SELECTED PASSAGE:

--- BEGIN ---

Sports Interactive has been loud and clear about collaboration with charities

For collaborations to work for both sides, charities and entertainment creators need to engage early in the process – but how does this work in the real world?

At the OKRE Summit 2022, Miles Jacobson OBE, studio director of Sports Interactive, the studio behind the global hit Football Manager, discussed successful collaborations, and the responsibility that comes with having an audience’s attention.  

Football Manager (2022) has sold one million copies on PC and Mac units, and now has eighteen games in the series. But as well as immersing players in the world of football business, the game has also tackled issues such as racism, mental health and LGBTQI+ equality.

Miles Jacobson was an early adopter of the collaboration model. With his own personal history of having worked in music as an A&R Rep for Food Records – he worked on War Child’s first Help album with Band Aid getting Blur on the record – Jacobson’s journey of collaboration propelled him to contact game publishers before signing any contracts to let them know that they would be giving 10p from every game sold to a charity of their choice:

“Because I had worked with War Child on that first album and had seen the difference it was going to make to people, I think they were an obvious charity for us to work with. I think we’ve raised over one and a half million pounds for them from games sales so far.” Jacobson stated.

--- END ---

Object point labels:

--- BEGIN ---

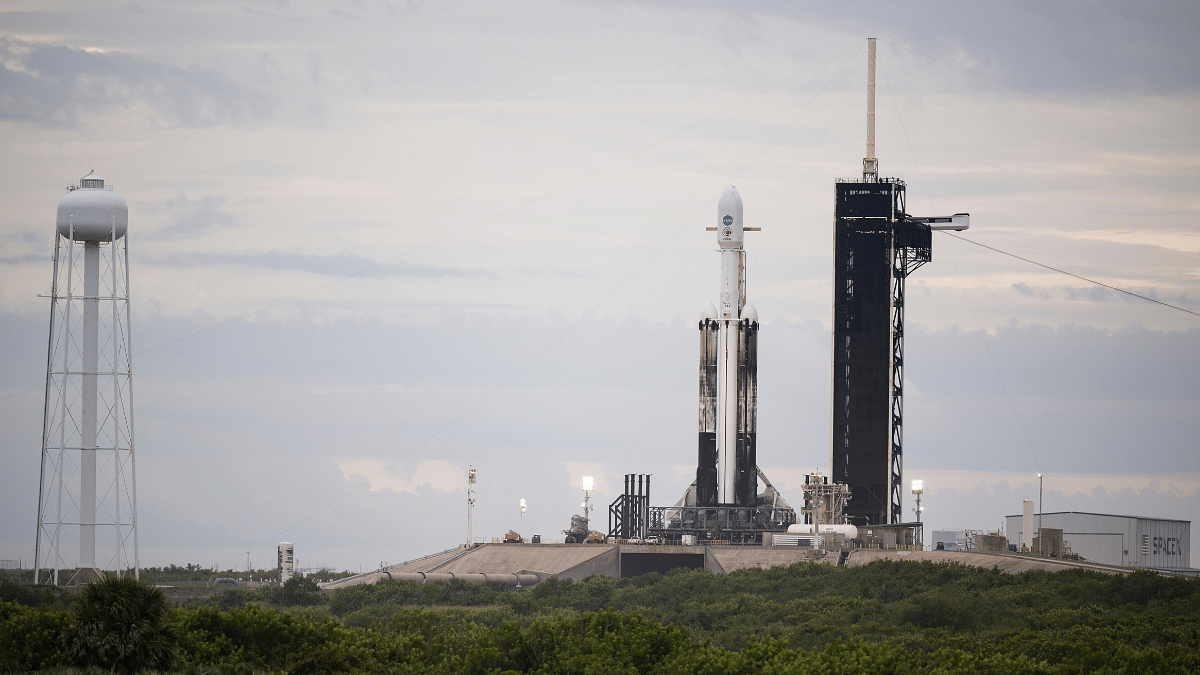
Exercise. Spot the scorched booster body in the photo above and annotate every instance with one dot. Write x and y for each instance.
(727, 472)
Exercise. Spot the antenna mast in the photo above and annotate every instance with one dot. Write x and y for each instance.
(870, 165)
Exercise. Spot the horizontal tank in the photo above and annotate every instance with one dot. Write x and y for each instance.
(850, 531)
(93, 211)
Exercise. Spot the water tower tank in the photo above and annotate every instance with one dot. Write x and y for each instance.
(93, 211)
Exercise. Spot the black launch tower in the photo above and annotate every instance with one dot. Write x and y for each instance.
(876, 246)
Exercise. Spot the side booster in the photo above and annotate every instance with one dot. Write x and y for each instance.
(727, 473)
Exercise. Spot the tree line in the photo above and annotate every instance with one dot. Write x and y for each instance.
(881, 617)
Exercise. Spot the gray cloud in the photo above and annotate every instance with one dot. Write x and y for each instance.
(1102, 46)
(189, 219)
(54, 85)
(335, 264)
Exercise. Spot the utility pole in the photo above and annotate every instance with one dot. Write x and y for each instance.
(1041, 537)
(471, 503)
(918, 487)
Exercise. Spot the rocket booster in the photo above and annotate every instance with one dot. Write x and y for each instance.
(727, 470)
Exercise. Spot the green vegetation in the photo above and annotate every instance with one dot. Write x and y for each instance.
(881, 617)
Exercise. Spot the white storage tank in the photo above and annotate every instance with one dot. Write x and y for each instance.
(850, 531)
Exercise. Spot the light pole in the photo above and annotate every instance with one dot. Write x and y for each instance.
(1041, 545)
(918, 487)
(588, 484)
(471, 503)
(522, 521)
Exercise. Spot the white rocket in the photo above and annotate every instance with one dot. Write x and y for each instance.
(727, 470)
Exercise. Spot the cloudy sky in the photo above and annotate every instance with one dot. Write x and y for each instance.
(376, 243)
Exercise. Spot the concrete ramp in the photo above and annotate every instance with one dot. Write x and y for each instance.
(547, 559)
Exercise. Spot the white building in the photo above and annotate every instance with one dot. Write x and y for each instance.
(949, 539)
(1129, 541)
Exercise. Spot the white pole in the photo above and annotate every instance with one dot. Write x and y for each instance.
(129, 369)
(870, 165)
(89, 399)
(1041, 545)
(46, 411)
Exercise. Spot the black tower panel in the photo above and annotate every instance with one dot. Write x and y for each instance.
(863, 344)
(747, 488)
(706, 466)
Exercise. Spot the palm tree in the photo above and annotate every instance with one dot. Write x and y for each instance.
(120, 626)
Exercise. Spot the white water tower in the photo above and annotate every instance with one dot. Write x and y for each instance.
(87, 505)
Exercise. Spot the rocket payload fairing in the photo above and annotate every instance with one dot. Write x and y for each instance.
(726, 473)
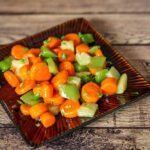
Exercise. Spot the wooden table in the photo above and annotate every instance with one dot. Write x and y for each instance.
(126, 24)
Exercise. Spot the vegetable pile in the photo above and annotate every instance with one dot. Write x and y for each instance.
(67, 76)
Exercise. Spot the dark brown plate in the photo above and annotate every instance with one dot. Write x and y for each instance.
(137, 87)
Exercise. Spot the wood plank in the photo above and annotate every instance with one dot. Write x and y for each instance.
(98, 139)
(118, 28)
(64, 6)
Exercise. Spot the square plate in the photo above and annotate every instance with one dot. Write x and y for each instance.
(137, 87)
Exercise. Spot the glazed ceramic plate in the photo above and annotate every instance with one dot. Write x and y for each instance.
(138, 87)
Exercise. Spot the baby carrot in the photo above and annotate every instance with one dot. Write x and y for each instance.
(52, 42)
(68, 66)
(18, 51)
(91, 92)
(11, 78)
(72, 37)
(24, 87)
(98, 52)
(40, 72)
(69, 108)
(25, 109)
(24, 72)
(55, 100)
(37, 110)
(59, 78)
(46, 90)
(66, 55)
(82, 48)
(109, 86)
(47, 119)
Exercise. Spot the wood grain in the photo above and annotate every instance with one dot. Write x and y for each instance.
(74, 6)
(118, 28)
(89, 138)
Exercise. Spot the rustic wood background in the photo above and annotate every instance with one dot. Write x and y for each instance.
(126, 24)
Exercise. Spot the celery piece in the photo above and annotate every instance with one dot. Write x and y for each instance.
(69, 45)
(113, 73)
(87, 110)
(75, 80)
(86, 38)
(69, 91)
(122, 84)
(28, 98)
(52, 65)
(97, 62)
(83, 58)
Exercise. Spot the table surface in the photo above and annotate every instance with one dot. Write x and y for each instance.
(126, 25)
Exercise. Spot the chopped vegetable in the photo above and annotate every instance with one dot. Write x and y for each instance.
(86, 38)
(100, 75)
(113, 73)
(52, 65)
(97, 62)
(47, 53)
(122, 84)
(5, 64)
(80, 68)
(28, 98)
(75, 80)
(69, 45)
(69, 91)
(87, 110)
(83, 58)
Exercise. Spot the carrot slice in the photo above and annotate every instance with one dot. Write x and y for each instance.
(98, 52)
(47, 119)
(72, 37)
(46, 90)
(25, 109)
(52, 42)
(40, 72)
(109, 86)
(83, 48)
(91, 92)
(18, 51)
(59, 78)
(69, 108)
(24, 87)
(66, 55)
(24, 72)
(37, 110)
(68, 66)
(55, 100)
(11, 78)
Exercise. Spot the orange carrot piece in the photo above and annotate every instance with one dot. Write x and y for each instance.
(24, 87)
(66, 55)
(109, 86)
(18, 51)
(40, 72)
(69, 108)
(91, 92)
(25, 109)
(72, 37)
(55, 100)
(11, 78)
(83, 48)
(47, 119)
(68, 66)
(53, 42)
(37, 110)
(59, 78)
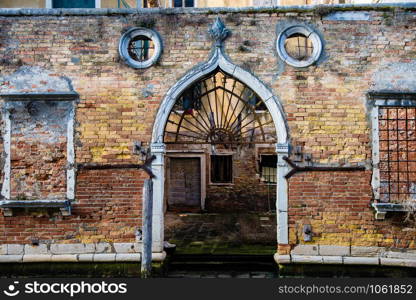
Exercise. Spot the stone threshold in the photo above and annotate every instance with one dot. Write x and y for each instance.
(99, 257)
(344, 260)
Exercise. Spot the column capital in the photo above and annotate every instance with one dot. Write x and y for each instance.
(282, 149)
(158, 148)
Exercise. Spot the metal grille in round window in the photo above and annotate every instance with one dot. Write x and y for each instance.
(299, 46)
(140, 47)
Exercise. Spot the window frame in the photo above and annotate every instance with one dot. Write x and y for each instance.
(378, 100)
(202, 159)
(231, 154)
(261, 169)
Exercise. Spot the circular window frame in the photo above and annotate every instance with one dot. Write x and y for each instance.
(126, 39)
(309, 33)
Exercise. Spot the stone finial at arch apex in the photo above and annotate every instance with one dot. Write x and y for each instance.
(218, 32)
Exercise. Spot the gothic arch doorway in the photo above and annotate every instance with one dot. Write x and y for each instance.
(221, 127)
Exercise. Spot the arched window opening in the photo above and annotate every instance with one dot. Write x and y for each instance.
(219, 109)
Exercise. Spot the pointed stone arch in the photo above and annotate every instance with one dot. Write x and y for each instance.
(218, 60)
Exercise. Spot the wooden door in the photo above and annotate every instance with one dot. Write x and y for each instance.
(184, 185)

--- END ---

TASKS FOR THIS EXERCISE:
#1 Quote the passage on Sports Interactive's charity collaborations word for word, starting at "At the OKRE" and ending at "an audience’s attention.".
#2 Write what comes next in the piece about Sports Interactive and its charity collaborations, picking up after its final sentence.

TASK-BY-TASK OUTPUTS:
#1
At the OKRE Summit 2022, Miles Jacobson OBE, studio director of Sports Interactive, the studio behind the global hit Football Manager, discussed successful collaborations, and the responsibility that comes with having an audience’s attention.

#2
And for over twenty years, Sports Interactive has collaborated with charities of their choice with the knowledge that collaboration between social cause and entertainment can change perceptions, remove stigma, and change attitudes 

Jacobson was quick to note that Sports Interactive worked and collaborated with charities on causes that they felt passionately about and that impacted the football world, beyond the game play. One such example is the Kick It Out charity which works to raise awareness of and act against racism within the game.
“We obviously promote them in game as well and have worked, for instance, with Kick It Out for many years because racism shouldn’t be in society and it shouldn’t be in football.”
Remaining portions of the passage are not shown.